Out of the 51,000 migrants detained nationally, ICE says it's holding about 8,000 in Louisiana alone, The Associated Press reported. That's all due to contracts between the Department of Homeland Security and Ruston, Louisiana-based LaSalle Corrections. The company currently runs six of the eight new immigrant detention facilities in Louisiana.

The allegations against LaSalle range from immigrants being fed moldy food to being subject to verbal abuse from guards and more. This month, a migrant held at Richwood Correctional Center died by suicide after being put into solitary confinement as punishment for taking part in a hunger strike.

The conditions immigrants face in ICE facilities amount to physical and psychological distress, Yuselys, a Cuban asylum-seeker whose partner is detained at LaSalle's Winn Correctional Center, told Vice News.

“All of the people who are detained there are suffering,” Yuselys said. “They’re anxious, they’re depressed, they lay in bed all day and don’t want to get up for anything because of how depressed they are.”

Yuselys's conclusions are further supported by new research from Freedom for Immigrants, an organization devoted to abolishing U.S. immigration detention. In its report, Freedom for Immigrants documented almost 2,000 cases of emotional distress "caused or exacerbated by the isolation inherent in the U.S. immigration detention system."

Abuse allegations have been collected against LaSalle since before it began working with DHS, some of which have gone to court. In June 2019, a former prison guard captain received a five-year sentence for "plotting to abuse inmates" at Richwood Correctional Center, where he pepper-sprayed two kneeling, handcuffed incarcerated people.

A LaSalle spokesperson told Vice News in a statement that the company is "deeply committed to delivering high-quality, culturally responsive services in safe and humane environments.” The spokesperson added that "all allegations are taken very seriously and in addition to our facilities internal review process, the Department of Homeland Security Office of the Inspector General and ICE’s Office of Professional Responsibility investigate all allegations of abuse.”

**INSTRUCTIONS TO FOLLOW**
Could you carry the article on LaSalle Corrections' immigrant detention centers in Louisiana forward from its last sentence?

[Photo-based referring expression data]
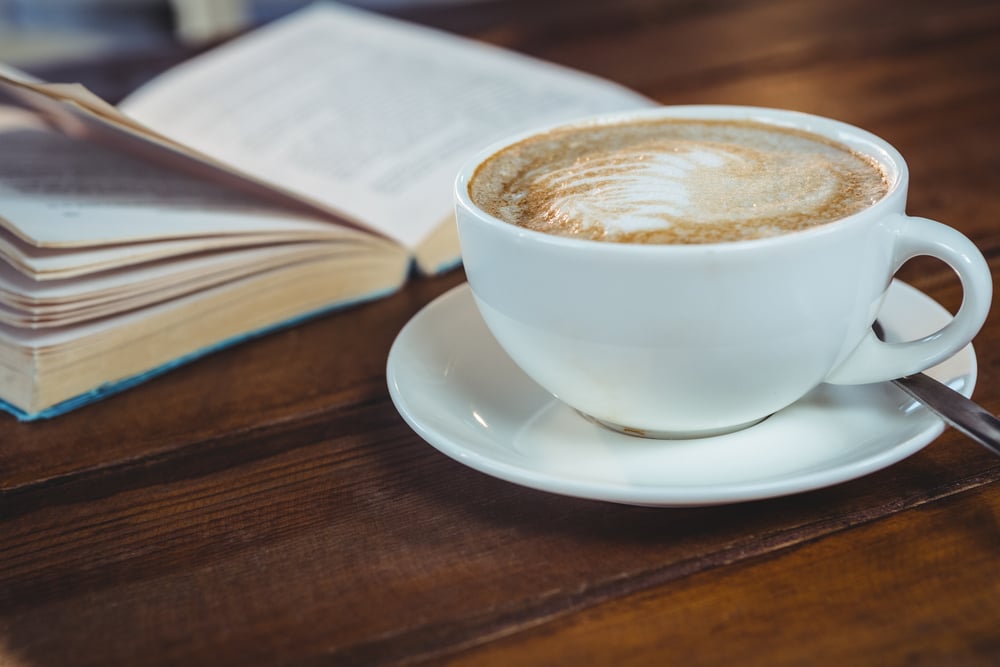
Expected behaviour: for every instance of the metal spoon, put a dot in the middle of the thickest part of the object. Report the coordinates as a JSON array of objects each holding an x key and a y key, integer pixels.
[{"x": 951, "y": 406}]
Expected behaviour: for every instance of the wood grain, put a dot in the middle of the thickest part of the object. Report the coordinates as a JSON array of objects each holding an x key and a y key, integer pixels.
[{"x": 267, "y": 505}]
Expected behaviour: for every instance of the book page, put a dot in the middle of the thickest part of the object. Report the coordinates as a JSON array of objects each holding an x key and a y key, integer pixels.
[
  {"x": 60, "y": 191},
  {"x": 364, "y": 114}
]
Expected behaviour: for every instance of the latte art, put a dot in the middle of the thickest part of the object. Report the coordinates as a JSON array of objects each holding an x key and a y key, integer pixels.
[{"x": 675, "y": 181}]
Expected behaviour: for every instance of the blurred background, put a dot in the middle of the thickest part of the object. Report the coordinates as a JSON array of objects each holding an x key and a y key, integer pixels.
[{"x": 40, "y": 33}]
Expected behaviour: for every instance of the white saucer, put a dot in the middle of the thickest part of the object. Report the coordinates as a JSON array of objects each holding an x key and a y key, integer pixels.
[{"x": 461, "y": 393}]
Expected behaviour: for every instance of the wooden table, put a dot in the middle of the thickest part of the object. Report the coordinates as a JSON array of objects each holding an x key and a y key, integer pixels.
[{"x": 267, "y": 505}]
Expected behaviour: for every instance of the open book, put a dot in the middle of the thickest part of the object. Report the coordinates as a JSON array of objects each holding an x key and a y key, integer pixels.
[{"x": 303, "y": 167}]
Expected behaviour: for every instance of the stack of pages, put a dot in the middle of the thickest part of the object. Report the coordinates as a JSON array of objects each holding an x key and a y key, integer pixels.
[{"x": 303, "y": 167}]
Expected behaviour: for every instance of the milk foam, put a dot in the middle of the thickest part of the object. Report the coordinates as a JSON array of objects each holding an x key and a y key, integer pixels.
[{"x": 676, "y": 181}]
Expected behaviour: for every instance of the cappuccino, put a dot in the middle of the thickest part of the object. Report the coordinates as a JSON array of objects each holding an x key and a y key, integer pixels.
[{"x": 676, "y": 181}]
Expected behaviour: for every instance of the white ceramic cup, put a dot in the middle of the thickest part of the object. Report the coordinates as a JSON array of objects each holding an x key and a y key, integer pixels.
[{"x": 694, "y": 340}]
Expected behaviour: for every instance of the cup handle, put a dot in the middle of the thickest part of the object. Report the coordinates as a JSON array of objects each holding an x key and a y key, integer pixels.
[{"x": 877, "y": 361}]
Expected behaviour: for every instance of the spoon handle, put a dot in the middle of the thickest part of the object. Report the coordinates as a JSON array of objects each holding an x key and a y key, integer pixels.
[{"x": 954, "y": 408}]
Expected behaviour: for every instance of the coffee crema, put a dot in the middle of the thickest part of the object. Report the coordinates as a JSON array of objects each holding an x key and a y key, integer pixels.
[{"x": 676, "y": 181}]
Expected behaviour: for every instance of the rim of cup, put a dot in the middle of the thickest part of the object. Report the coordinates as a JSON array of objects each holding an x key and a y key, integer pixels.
[{"x": 856, "y": 138}]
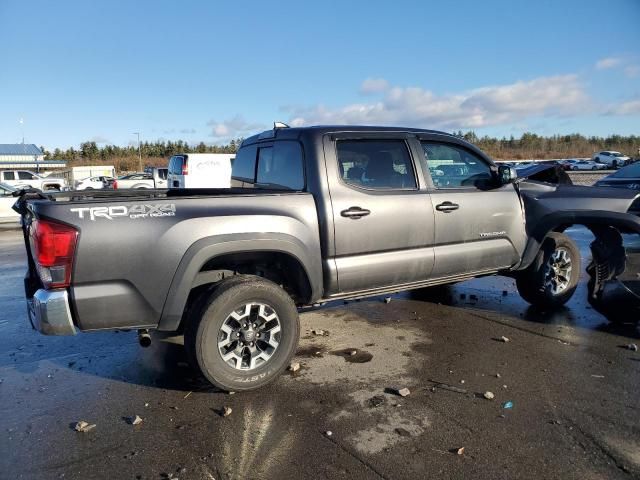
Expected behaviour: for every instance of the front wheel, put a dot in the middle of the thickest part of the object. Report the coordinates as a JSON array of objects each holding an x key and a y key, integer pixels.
[
  {"x": 244, "y": 334},
  {"x": 552, "y": 278}
]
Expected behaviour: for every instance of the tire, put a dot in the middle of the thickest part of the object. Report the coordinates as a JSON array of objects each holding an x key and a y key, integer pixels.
[
  {"x": 219, "y": 315},
  {"x": 539, "y": 286}
]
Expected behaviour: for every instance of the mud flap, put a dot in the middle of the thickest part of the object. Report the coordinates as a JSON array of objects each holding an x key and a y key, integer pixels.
[{"x": 608, "y": 295}]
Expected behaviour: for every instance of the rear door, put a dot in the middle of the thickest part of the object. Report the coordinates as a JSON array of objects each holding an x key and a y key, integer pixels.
[
  {"x": 479, "y": 226},
  {"x": 382, "y": 214}
]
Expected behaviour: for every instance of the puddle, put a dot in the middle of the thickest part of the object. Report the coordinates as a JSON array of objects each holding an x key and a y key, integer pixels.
[
  {"x": 311, "y": 351},
  {"x": 347, "y": 353}
]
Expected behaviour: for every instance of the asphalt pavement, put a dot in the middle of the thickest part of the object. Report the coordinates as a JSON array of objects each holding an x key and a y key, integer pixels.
[{"x": 572, "y": 384}]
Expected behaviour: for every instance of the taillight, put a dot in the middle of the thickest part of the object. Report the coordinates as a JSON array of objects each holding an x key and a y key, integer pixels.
[{"x": 53, "y": 246}]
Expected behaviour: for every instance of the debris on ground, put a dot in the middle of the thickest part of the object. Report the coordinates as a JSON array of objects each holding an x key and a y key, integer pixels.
[
  {"x": 294, "y": 367},
  {"x": 83, "y": 426},
  {"x": 376, "y": 401},
  {"x": 135, "y": 420},
  {"x": 403, "y": 392},
  {"x": 445, "y": 386}
]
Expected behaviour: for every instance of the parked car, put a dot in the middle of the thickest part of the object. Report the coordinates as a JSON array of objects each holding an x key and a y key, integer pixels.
[
  {"x": 626, "y": 177},
  {"x": 587, "y": 165},
  {"x": 316, "y": 214},
  {"x": 7, "y": 214},
  {"x": 155, "y": 178},
  {"x": 200, "y": 170},
  {"x": 611, "y": 159},
  {"x": 95, "y": 183},
  {"x": 27, "y": 179}
]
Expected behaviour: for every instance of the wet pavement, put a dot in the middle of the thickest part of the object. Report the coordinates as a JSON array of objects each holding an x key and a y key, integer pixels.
[{"x": 573, "y": 387}]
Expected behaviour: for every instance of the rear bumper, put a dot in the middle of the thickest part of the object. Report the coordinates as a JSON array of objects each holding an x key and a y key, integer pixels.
[{"x": 49, "y": 312}]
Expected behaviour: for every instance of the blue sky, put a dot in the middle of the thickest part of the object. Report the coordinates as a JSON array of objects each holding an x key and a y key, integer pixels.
[{"x": 211, "y": 70}]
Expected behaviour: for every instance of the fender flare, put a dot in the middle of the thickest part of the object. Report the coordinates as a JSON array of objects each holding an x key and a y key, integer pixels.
[
  {"x": 202, "y": 251},
  {"x": 589, "y": 218}
]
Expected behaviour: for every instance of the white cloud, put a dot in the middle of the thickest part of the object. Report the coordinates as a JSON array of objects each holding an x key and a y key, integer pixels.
[
  {"x": 630, "y": 107},
  {"x": 632, "y": 71},
  {"x": 374, "y": 85},
  {"x": 233, "y": 127},
  {"x": 558, "y": 96},
  {"x": 608, "y": 62}
]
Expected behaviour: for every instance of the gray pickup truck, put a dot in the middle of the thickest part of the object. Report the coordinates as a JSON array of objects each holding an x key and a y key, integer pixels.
[{"x": 314, "y": 214}]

**RESULT OF THE TASK**
However upsetting it is, though, it's important to remember that LaSalle is not extraordinary. It's one of many companies working with an agency in ICE that advocates say has an incentive to abuse human rights.

“The purpose of immigration detention is to indefinitely cage people in intolerable conditions and isolate them from their loved ones with the goal of forcing them to give up hope and stop fighting their cases," said Rebecca Merton, the director of visitation and independent monitoring at Freedom for Immigrants.

The Trump administration is making it even harder for immigrants to get out of detention facilities. It has increased the cost of bonds even for parents separated from their children at the border, according to PBS NewsHour. A recent lawsuit led by the Southern Poverty Law Center and American Civil Liberties Union also says the administration uses Deep South prisons to keep asylum-seekers from winning parole.

In the past, politicians like New York Rep. Alexandria Ocasio-Cortez have likened ICE's detention facilities to concentration camps, citing the continued horrors going on inside. It may be tempting to focus on LaSalle alone, but the problem extends beyond single companies — and into the inner workings of ICE.